• **WORK INSTRUCTIONS**: Return unchanged the lines below, starting at the line that contains "Name the bounding box of the recessed" and ending at the final line of the rows, with both ends included.

+-------+

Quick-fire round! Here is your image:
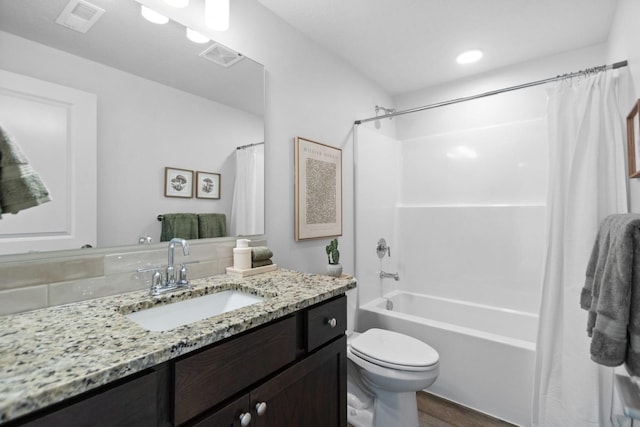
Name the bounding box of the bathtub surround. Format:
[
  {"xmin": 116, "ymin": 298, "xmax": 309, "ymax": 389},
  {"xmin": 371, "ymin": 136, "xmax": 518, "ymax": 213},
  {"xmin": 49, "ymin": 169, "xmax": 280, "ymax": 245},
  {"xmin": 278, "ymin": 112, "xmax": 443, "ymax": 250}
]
[{"xmin": 359, "ymin": 290, "xmax": 537, "ymax": 426}]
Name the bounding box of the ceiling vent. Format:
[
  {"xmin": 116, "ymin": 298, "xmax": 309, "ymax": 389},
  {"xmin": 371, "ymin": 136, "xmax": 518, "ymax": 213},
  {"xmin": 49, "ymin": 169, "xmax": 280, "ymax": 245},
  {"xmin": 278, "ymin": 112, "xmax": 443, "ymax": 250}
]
[
  {"xmin": 56, "ymin": 0, "xmax": 104, "ymax": 34},
  {"xmin": 200, "ymin": 43, "xmax": 244, "ymax": 68}
]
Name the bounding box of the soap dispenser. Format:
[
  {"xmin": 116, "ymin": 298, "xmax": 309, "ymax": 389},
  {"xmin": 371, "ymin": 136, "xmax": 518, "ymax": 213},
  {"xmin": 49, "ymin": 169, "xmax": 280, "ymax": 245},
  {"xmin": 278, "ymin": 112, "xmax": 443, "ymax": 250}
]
[{"xmin": 233, "ymin": 239, "xmax": 251, "ymax": 270}]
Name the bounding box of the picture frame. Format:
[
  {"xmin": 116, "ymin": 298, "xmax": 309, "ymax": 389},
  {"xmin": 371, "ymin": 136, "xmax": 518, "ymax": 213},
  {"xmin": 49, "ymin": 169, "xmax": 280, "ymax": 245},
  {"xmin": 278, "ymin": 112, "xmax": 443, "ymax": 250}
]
[
  {"xmin": 196, "ymin": 171, "xmax": 220, "ymax": 199},
  {"xmin": 164, "ymin": 167, "xmax": 193, "ymax": 199},
  {"xmin": 294, "ymin": 136, "xmax": 342, "ymax": 241},
  {"xmin": 627, "ymin": 99, "xmax": 640, "ymax": 178}
]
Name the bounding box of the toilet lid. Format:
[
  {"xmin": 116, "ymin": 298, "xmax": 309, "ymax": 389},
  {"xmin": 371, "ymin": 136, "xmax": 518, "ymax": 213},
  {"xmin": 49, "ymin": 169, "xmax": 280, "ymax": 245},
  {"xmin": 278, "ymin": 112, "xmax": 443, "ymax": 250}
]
[{"xmin": 351, "ymin": 328, "xmax": 439, "ymax": 370}]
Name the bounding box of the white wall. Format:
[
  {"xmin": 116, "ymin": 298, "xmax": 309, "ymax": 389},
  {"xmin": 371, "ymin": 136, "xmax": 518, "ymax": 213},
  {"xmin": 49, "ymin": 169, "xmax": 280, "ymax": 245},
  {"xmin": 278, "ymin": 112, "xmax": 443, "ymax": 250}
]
[{"xmin": 0, "ymin": 32, "xmax": 264, "ymax": 246}]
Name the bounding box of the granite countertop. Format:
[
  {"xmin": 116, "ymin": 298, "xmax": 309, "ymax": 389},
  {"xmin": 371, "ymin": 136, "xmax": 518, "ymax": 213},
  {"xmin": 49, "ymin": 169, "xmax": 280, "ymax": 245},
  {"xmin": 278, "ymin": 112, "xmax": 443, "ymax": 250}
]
[{"xmin": 0, "ymin": 269, "xmax": 356, "ymax": 423}]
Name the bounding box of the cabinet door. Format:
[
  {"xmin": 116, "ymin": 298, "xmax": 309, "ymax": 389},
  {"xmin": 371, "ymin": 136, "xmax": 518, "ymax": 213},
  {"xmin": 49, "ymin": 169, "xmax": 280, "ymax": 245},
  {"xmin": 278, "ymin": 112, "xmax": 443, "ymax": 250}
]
[
  {"xmin": 192, "ymin": 394, "xmax": 254, "ymax": 427},
  {"xmin": 251, "ymin": 336, "xmax": 347, "ymax": 427}
]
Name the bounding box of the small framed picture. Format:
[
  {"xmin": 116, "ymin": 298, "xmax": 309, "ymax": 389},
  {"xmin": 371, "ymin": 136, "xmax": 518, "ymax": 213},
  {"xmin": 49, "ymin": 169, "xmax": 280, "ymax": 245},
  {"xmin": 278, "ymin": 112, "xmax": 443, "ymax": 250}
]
[
  {"xmin": 196, "ymin": 171, "xmax": 220, "ymax": 199},
  {"xmin": 164, "ymin": 167, "xmax": 193, "ymax": 198}
]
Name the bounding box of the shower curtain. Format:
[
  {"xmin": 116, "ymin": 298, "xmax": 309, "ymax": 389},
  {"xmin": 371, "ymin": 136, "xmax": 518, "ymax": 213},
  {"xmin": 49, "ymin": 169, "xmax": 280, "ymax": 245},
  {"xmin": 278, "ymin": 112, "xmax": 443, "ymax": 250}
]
[
  {"xmin": 230, "ymin": 144, "xmax": 264, "ymax": 236},
  {"xmin": 532, "ymin": 70, "xmax": 627, "ymax": 427}
]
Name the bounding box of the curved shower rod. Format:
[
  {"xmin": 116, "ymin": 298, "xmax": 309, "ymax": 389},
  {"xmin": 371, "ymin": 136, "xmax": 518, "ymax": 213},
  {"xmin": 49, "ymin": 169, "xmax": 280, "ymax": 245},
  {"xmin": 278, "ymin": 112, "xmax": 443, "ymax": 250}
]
[{"xmin": 354, "ymin": 60, "xmax": 628, "ymax": 125}]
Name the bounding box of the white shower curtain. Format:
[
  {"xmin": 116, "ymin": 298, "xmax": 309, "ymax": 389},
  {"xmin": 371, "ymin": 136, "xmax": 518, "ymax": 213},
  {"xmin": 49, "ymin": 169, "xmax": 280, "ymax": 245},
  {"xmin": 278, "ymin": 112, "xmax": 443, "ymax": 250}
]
[
  {"xmin": 230, "ymin": 144, "xmax": 264, "ymax": 236},
  {"xmin": 532, "ymin": 70, "xmax": 627, "ymax": 427}
]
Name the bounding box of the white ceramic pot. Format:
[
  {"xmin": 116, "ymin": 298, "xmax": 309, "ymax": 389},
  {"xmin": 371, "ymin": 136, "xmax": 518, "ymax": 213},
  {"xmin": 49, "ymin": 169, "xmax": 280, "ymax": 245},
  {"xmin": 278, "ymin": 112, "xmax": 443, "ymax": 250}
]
[{"xmin": 327, "ymin": 264, "xmax": 342, "ymax": 277}]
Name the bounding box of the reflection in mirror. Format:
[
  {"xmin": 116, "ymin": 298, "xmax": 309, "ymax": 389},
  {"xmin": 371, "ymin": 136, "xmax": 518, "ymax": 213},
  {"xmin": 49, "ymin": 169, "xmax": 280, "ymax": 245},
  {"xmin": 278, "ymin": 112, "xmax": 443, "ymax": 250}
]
[{"xmin": 0, "ymin": 0, "xmax": 264, "ymax": 254}]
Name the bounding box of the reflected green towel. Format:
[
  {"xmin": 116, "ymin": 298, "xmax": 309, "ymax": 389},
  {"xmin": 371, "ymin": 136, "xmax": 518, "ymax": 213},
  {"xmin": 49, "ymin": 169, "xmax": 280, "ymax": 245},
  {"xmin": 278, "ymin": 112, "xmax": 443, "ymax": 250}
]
[
  {"xmin": 251, "ymin": 259, "xmax": 273, "ymax": 268},
  {"xmin": 198, "ymin": 214, "xmax": 227, "ymax": 239},
  {"xmin": 160, "ymin": 213, "xmax": 198, "ymax": 242},
  {"xmin": 0, "ymin": 127, "xmax": 51, "ymax": 214},
  {"xmin": 251, "ymin": 246, "xmax": 273, "ymax": 261}
]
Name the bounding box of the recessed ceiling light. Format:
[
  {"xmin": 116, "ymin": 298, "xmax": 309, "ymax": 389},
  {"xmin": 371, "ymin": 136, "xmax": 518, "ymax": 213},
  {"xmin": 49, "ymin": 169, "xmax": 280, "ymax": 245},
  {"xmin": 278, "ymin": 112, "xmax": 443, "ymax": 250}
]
[
  {"xmin": 164, "ymin": 0, "xmax": 189, "ymax": 8},
  {"xmin": 456, "ymin": 49, "xmax": 483, "ymax": 64},
  {"xmin": 187, "ymin": 27, "xmax": 211, "ymax": 44},
  {"xmin": 140, "ymin": 5, "xmax": 169, "ymax": 24}
]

+-------+

• **ANSWER TO THE TASK**:
Name the bounding box of the recessed ceiling light. Format:
[
  {"xmin": 116, "ymin": 298, "xmax": 309, "ymax": 389},
  {"xmin": 371, "ymin": 136, "xmax": 518, "ymax": 213},
  {"xmin": 49, "ymin": 169, "xmax": 280, "ymax": 245},
  {"xmin": 278, "ymin": 112, "xmax": 443, "ymax": 250}
]
[
  {"xmin": 164, "ymin": 0, "xmax": 189, "ymax": 8},
  {"xmin": 456, "ymin": 49, "xmax": 483, "ymax": 64},
  {"xmin": 187, "ymin": 27, "xmax": 211, "ymax": 44},
  {"xmin": 140, "ymin": 5, "xmax": 169, "ymax": 24}
]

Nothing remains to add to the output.